:: WORK TO COMPLETE ::
1. Which countries does the Eurodrone article name?
2. Rewrite all of the entries below, requests included, offsetting every coordinate in their answers by 143. Leave the pictures out.

:: PAGE ::
- - -

Dassault Aviation will have the responsibility to develop the safe flight and landing system, mission communication, the air central maintenance system, and the ground and mobile central maintenance systems.

Leonardo, on the other hand, will develop the wing, along with the airborne electrical and environmental control system, the airborne mission system, and the airborne armament system.

The final assembly will be done in Manching, Germany, as announced by Airbus in 2020, Defense News reported.

The design of the Eurodrone is going to provide it with multi-mission capabilities for conducting several homeland operations such as intelligence, surveillance, target acquisition, and reconnaissance (ISTAR) and combat mission, as claimed by Airbus.

Eurodrone Contract To Be Signed Soon

In her speech at Airbus’s annual Trade Media Briefing on November 30, Daniela Lohwasser, chief Eurodrone engineer for Airbus Defence and Space, said the deal could be signed in the “next couple of months”, as soon as all the four partner nations have concluded their review processes.

We have the green light from Germany, from Italy and from France, and we are in the waiting phase, basically every day now, on Spain”, Lohwasser said.  “Once Madrid is officially on board, it will take maybe a couple of months more until we will be ready to finally go for the full contract signatures,” she added.

Airbus previously believed that the contract would be signed in early 2021. Once the contract is fully signed, the industry partners are going to face an extremely tight schedule with the preliminary design review in the next 18 months, the first flight by the next five years, and the delivery of the first aircraft by the year 2029.

- - -

:: EXTRACTED ENTRIES ::
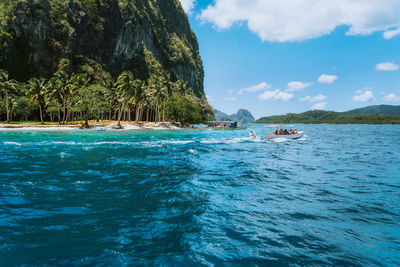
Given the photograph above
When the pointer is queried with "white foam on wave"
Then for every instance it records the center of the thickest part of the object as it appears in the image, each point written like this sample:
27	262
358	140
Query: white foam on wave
280	140
12	143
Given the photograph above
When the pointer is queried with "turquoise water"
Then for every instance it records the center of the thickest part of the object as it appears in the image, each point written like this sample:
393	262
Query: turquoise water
198	197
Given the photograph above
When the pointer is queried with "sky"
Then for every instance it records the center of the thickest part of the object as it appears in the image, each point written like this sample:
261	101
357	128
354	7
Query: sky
275	57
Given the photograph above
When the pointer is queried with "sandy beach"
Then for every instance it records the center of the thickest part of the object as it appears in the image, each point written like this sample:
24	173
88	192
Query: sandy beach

- - -

:: FINAL RESULTS ::
1. Germany, Italy, France, Spain

2.
Given the photograph above
When the pointer is queried with "white foam on wave"
Then for every instance it records the center of the thickest part of the object as it appears in the image, each point written like this sample:
27	262
358	140
Query: white foam on wave
423	283
155	286
Given the photograph above
When the pointer is queried with "turquoise water"
Then for every instance it records the center of the thickest part of the object as it appears in the image, each point written like this sample:
393	262
Query: turquoise water
341	340
Given the photograph above
When the pointer is queried with "sky"
Then for every instance it records the center of the thickest part of the object as it appears in the image, each point written like this sample:
261	101
357	128
354	7
Query: sky
418	200
Given the photograph above
When the pointer is queried with "sandy beach"
Then for every instance it records the center of the thickest part of the object as it appears in the image, each point written like this sample:
24	173
88	192
Query: sandy beach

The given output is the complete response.